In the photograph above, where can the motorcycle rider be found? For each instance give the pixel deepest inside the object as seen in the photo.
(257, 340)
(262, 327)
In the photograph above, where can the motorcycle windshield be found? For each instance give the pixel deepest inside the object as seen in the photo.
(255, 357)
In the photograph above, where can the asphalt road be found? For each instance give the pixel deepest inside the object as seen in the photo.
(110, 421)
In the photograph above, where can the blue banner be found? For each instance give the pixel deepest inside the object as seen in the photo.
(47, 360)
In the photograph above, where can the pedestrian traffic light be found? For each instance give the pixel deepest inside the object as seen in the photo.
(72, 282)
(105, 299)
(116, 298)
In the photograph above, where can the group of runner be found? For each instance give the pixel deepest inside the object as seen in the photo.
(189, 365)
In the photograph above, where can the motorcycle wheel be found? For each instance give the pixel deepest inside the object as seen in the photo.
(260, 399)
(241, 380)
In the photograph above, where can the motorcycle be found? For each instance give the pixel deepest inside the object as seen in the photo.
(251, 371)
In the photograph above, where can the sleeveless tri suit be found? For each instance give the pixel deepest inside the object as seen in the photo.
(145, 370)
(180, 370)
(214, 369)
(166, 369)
==
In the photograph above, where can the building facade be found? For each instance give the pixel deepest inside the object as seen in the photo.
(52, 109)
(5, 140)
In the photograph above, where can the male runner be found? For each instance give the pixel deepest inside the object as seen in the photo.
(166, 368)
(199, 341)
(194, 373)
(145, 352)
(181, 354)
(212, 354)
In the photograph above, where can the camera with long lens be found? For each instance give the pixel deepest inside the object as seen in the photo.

[TASK BRIEF]
Using the data above, reproduce exactly the lines between those holding "In the photograph above, where can the male" and "In the photograph above, where can the camera", inclusive, and no others.

[WRITTEN SOLUTION]
In the photograph above, where can the male runner be found? For each instance give the pixel deepest inside the object as seen in the photo.
(166, 368)
(199, 341)
(194, 373)
(145, 352)
(181, 354)
(212, 354)
In the photograph above, where can the camera with long lens be found? For each instance give the pixel deepest inside the object as seen in the photo.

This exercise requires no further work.